What is asked - Please retype each of the entries below line for line, with no changes.

=-=-=

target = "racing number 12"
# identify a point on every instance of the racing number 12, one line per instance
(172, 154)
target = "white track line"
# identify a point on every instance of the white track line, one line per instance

=-=-=

Answer -
target = "racing number 12"
# identify a point on every instance of the racing number 12, one line per instance
(172, 154)
target = "white track line"
# identify a point on every instance of the white track line, one line per instance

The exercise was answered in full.